### Requirements:
#1 In the foreclosure opinion excerpt, which General Statutes section allows the holder of a negotiable instrument secured by a mortgage to foreclose even when the mortgage has not been assigned to that holder?
#2 Write the next part of the foreclosure opinion excerpt, starting after its last sentence.

Even if we were to assume arguendo that the assignment of the mortgage from MERS to the plaintiff was invalid, the defendant’s claim fails. “General Statutes § 49-17
permits the holder of a negotiable instrument that is secured by a mortgage to foreclose on the mortgage even when the mortgage has not yet been assigned to him.
Fleet National Bank
v.
Nazareth,
[supra, 75 Conn. App. 795]. The statute codifies the common-law principle of long standing that ‘the mortgage follows the note,’ pursuant to which only the rightful owner of the note has the right to enforce the mortgage.
New Milford Savings Bank
v.
Jajer,
244 Conn. 251, 266, 708 A.2d 1378 (1998); Restatement (Third), Property, Mortgages § 5.4, p. 380 (1997).”
Bankers Trust Co. of California, N.A.
v.
Vaneck,
95 Conn. App. 390, 391-92, 899 A.2d 41, cert. denied, 279 Conn. 908, 901 A.2d 1225 (2006). Our legislature, by adopting § 49-17, has “provide^] an avenue for the holder of the note to foreclose
on the property when the mortgage has not been assigned to him.”
Fleet National Bank
v.
Nazareth,
supra, 795.
The defendant has failed to offer any evidence to counter the plaintiffs claim that it is a bona fide holder of the promissory note secured by the mortgage on the defendant’s property. In contrast, the plaintiff offered a copy of the promissory note that was endorsed in blank by BNC Mortgage, Inc., by way of an allonge.
It is undisputed that the plaintiff is also in possession of the note.
The plaintiffs standing to enforce the promissory note is set forth by the provisions of the Uniform Commercial Code as adopted in General Statutes § 42a-l-101 et seq. Under these statutes, only a “holder” of an instrument or someone who has the rights of a holder is entitled to enforce the instrument. General Statutes § 42a-3-301. The “holder” is the person or entity in possession of the instrument if the instrument is payable to bearer. General Statutes § 42a-l-201 (b) (21) (A). When an instrument is endorsed in blank, it “becomes payable to bearer and may be negotiated by transfer of possession alone . . . .” General Statutes § 42a-3-205 (b).

### Data shown:
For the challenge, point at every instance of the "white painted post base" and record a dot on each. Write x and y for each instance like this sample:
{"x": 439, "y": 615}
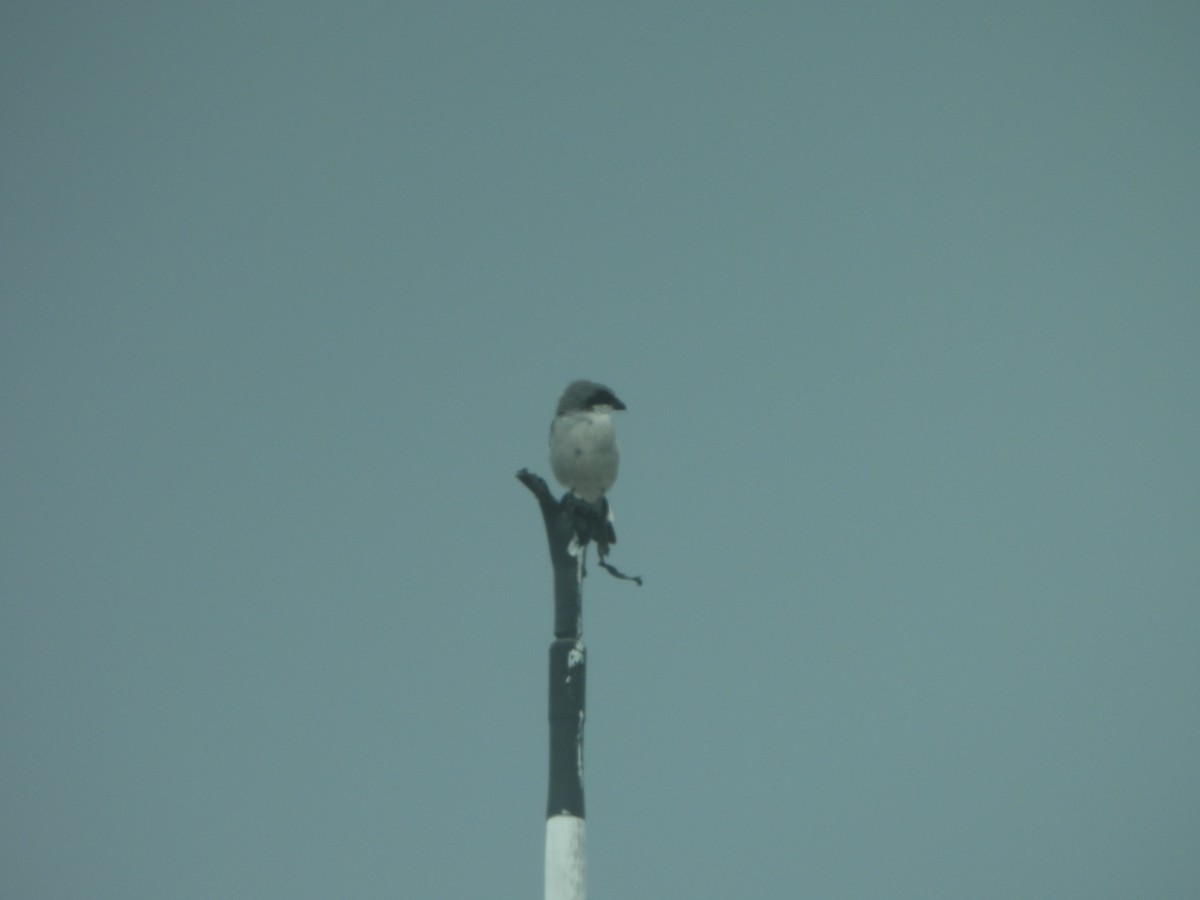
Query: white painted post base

### Exercise results:
#1 General Statutes § 49-17.

#2
As stated previously, the subject promissory note was endorsed in blank by BNC Mortgage, Inc., and, therefore, is payable to bearer. The plaintiff, by way of its possession of an instrument payable to bearer, is a valid holder of the instrument and, therefore, is entitled to enforce it.
Ninth RMA Partners, L.P.
v.
Krass,
57 Conn. App. 1, 7, 746 A.2d 826, cert. denied, 253 Conn.
918, 755 A.2d 215 (2000). Furthermore, “[t]he possession by the bearer
of a note indorsed in blank imports prima facie that he acquired the note in good faith for value and in the course of business, before maturity and without notice of any circumstances impeaching its validity. The production of the note establishes his case prima facie against the makers and he may rest there. ... It [is] for the [makers] to set up and prove the facts which limit or change the [bearer’s] rights.” (Internal quotation marks omitted.)
SKW Real Estate Ltd. Partnership
v.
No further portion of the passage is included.